- Your objective: Please copy out, word for word, the lines below from the line containing "Objective — one point per instance of the yellow church" through the last line.

[START OF Extracted information]

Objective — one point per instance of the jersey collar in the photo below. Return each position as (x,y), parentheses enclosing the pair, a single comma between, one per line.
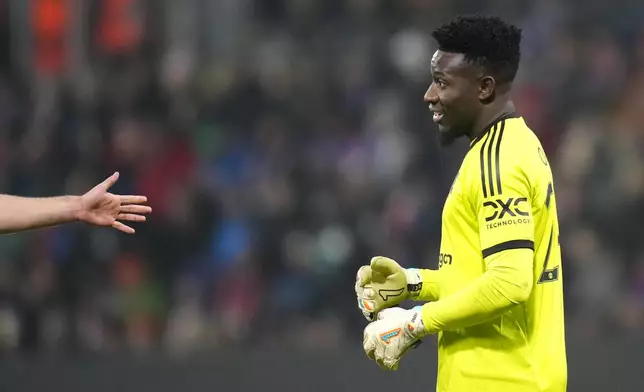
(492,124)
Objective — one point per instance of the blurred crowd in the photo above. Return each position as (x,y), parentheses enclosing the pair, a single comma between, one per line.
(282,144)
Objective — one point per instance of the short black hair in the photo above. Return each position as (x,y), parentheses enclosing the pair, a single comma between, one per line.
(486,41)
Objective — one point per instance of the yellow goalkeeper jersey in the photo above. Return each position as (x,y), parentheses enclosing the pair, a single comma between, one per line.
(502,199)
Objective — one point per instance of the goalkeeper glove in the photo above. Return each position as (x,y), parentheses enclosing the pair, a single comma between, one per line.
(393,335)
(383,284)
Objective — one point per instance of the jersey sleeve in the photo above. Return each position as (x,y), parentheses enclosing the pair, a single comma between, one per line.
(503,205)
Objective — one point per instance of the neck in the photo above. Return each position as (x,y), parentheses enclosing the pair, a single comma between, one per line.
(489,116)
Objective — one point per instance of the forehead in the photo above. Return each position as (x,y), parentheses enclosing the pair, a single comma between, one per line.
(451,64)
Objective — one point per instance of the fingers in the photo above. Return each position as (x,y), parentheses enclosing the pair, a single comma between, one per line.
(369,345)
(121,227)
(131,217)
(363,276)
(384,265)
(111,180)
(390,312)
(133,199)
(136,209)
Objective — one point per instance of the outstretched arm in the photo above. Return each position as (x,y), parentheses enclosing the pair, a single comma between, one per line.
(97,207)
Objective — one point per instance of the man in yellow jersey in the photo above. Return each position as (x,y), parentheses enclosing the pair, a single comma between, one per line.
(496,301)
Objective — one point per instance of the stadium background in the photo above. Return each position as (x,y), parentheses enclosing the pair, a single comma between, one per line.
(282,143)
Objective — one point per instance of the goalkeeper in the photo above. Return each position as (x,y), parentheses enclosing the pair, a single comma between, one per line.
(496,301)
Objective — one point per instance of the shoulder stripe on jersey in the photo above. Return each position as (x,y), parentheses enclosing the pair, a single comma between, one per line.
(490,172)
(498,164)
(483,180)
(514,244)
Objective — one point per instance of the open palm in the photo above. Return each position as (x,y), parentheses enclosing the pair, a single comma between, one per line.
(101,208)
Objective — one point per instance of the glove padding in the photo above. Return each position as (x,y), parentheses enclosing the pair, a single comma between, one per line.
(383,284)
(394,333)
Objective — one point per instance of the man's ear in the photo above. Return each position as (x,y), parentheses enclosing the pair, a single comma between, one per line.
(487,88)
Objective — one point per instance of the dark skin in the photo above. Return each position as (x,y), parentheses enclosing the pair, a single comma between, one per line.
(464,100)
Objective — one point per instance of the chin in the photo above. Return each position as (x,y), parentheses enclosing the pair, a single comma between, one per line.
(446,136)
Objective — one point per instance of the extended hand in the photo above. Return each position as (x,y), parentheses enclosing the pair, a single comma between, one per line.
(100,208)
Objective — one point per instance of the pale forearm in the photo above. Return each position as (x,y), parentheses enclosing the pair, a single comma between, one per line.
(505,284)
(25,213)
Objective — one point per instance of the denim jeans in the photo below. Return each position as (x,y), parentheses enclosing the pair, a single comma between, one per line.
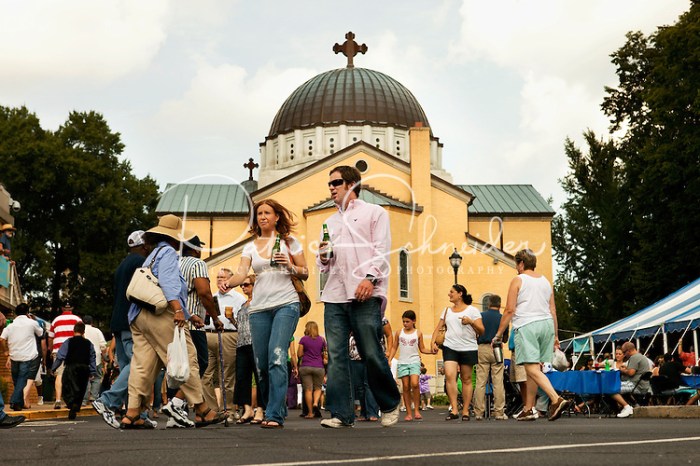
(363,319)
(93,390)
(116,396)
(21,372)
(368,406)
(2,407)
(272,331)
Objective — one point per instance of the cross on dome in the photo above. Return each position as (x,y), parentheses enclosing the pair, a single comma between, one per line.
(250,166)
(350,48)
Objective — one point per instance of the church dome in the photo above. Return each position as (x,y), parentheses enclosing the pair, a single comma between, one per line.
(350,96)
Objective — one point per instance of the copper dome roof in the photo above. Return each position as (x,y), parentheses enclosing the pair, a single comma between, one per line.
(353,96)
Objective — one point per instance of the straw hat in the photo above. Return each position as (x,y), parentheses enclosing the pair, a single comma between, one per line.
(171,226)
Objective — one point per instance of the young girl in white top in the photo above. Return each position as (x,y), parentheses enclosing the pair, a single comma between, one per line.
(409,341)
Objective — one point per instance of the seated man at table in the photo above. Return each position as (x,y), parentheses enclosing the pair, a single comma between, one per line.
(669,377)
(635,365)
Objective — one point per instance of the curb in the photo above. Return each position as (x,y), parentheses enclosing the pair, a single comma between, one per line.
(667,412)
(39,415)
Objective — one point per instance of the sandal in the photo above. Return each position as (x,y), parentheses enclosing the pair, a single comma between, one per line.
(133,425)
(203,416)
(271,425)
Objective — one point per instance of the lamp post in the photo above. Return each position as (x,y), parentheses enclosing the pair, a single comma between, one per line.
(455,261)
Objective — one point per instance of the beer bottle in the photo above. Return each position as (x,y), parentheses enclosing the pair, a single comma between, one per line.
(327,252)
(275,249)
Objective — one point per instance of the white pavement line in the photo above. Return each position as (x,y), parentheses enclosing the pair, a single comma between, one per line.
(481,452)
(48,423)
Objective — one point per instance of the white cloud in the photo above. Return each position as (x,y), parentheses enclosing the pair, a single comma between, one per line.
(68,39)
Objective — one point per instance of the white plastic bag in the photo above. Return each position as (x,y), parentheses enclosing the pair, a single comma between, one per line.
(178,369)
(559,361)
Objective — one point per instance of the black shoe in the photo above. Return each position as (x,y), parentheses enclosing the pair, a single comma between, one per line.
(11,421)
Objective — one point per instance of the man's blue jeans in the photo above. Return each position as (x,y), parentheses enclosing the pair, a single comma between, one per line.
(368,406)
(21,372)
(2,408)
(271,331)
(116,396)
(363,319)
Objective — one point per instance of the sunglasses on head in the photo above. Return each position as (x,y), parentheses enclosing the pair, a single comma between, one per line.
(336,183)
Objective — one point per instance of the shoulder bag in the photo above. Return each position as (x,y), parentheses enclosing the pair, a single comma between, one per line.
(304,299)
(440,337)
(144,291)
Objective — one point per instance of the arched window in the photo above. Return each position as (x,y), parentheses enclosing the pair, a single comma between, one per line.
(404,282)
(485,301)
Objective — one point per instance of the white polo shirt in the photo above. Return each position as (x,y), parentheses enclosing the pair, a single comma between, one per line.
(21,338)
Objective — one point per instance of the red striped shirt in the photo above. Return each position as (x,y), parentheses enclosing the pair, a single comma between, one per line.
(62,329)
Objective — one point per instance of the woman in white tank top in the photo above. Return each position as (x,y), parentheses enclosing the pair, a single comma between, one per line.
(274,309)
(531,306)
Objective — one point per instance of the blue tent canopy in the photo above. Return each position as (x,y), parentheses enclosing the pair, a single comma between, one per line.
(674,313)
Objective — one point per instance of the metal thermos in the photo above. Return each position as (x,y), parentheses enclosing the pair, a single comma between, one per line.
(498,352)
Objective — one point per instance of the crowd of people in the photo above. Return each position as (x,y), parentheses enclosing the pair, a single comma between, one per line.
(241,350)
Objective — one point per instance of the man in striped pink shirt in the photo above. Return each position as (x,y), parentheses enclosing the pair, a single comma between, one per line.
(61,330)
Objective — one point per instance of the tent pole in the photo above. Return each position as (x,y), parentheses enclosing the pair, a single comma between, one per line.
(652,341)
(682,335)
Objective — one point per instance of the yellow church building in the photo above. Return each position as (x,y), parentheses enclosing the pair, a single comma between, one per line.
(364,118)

[END OF Extracted information]

- Result:
Objective — one point per instance of the yellow church building in the photo above. Return each position as (x,y), parentheses enclosing the pair, a single comma between, one per line.
(364,118)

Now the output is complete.